Material to process:
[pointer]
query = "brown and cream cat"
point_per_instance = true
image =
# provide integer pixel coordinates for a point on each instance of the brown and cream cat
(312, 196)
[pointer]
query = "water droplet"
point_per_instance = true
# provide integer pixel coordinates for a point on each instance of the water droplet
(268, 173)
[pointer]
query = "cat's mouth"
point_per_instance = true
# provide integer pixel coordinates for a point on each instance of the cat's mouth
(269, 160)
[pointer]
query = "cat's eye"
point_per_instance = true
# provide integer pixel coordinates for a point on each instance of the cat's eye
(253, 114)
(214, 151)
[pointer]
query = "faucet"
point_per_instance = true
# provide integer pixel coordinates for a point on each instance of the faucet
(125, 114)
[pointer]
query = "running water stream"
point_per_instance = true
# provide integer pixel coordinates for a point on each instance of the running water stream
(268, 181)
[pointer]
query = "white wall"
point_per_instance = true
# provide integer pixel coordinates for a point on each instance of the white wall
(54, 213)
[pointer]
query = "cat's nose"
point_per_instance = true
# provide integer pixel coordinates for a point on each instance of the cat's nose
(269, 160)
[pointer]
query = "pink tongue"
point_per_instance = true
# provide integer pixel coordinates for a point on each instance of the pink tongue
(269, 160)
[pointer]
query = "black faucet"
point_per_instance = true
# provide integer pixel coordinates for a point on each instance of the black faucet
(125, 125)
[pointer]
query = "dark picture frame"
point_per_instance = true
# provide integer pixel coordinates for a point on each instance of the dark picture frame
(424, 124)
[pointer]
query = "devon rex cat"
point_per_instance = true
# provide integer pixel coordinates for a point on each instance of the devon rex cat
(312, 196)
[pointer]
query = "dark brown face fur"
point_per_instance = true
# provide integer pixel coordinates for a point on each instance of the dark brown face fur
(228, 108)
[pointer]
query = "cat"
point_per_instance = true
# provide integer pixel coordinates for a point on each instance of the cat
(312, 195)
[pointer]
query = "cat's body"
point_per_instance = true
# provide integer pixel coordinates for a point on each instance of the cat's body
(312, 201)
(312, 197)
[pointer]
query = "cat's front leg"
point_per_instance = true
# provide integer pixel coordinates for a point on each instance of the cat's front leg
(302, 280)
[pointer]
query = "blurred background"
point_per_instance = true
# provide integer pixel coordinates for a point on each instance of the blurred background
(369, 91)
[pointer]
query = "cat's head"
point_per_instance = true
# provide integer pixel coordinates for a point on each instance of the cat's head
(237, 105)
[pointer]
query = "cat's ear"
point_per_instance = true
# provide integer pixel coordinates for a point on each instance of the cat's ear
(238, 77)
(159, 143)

Exercise aim: Every line of the listing should be printed again exactly.

Exercise output:
[pointer]
query = "brown and cream cat"
point_per_instance = true
image =
# provide integer pixel coordinates for a point on each instance of the brown and cream cat
(312, 196)
[pointer]
query = "water droplet"
point_per_instance = true
# provide integer pixel coordinates for a point on each instance of the water droplet
(268, 173)
[pointer]
query = "cat's mouth"
point_per_instance = true
# provide integer pixel coordinates for a point on each instance of the cat's mouth
(269, 160)
[pointer]
query = "cat's eye"
point_per_instance = true
# provide integer pixel coordinates for a point on each instance of the cat's eye
(253, 114)
(214, 151)
[pointer]
query = "faucet"
point_per_instance = true
# provide integer pixel coordinates for a point on each instance of the faucet
(125, 114)
[pointer]
query = "running water stream"
point_per_instance = true
# provide integer pixel coordinates for a point on each instance of the running water stream
(268, 181)
[pointer]
query = "white wall"
point_per_instance = true
# provide integer pixel coordinates for a point on each instance of the white wall
(54, 213)
[pointer]
query = "cat's nose"
point_per_instance = true
# provide integer pixel coordinates for a point on each instance of the cat's nose
(269, 160)
[pointer]
query = "pink tongue"
point_per_instance = true
# provide integer pixel coordinates for a point on each instance of the pink tongue
(269, 160)
[pointer]
query = "black faucet"
point_per_instance = true
# provide integer pixel coordinates for a point on each instance of the black faucet
(125, 125)
[pointer]
query = "dark picture frame"
point_per_instance = true
# provide integer pixel coordinates for a point on each instance of the dark picture frame
(424, 124)
[pointer]
query = "devon rex cat"
point_per_instance = true
# provide integer pixel coordinates for a point on each instance of the devon rex cat
(312, 196)
[pointer]
query = "dark brown face fur"
point_per_instance = true
# provide integer pixel coordinates for a point on each instance of the dark brown face fur
(228, 108)
[pointer]
query = "cat"
point_per_instance = true
# provide integer pixel coordinates for a point on each instance of the cat
(312, 195)
[pointer]
query = "cat's body"
point_per_instance = true
# provide integer pixel coordinates for a point on each instance of the cat's body
(312, 201)
(312, 197)
[pointer]
query = "cat's front leg"
point_per_instance = true
# provide integer pixel coordinates for a point on each instance of the cat's front leg
(302, 280)
[pointer]
query = "blurred background"
point_per_instance = true
# provide integer pixel coordinates for a point on each instance of the blurred background
(369, 91)
[pointer]
query = "cat's head"
point_per_instance = true
# provide integer pixel coordinates for a point on each instance of the cat's head
(237, 105)
[pointer]
query = "cat's ear"
point_per_instance = true
# provide integer pixel coordinates for a point on each instance of the cat's ear
(238, 77)
(159, 143)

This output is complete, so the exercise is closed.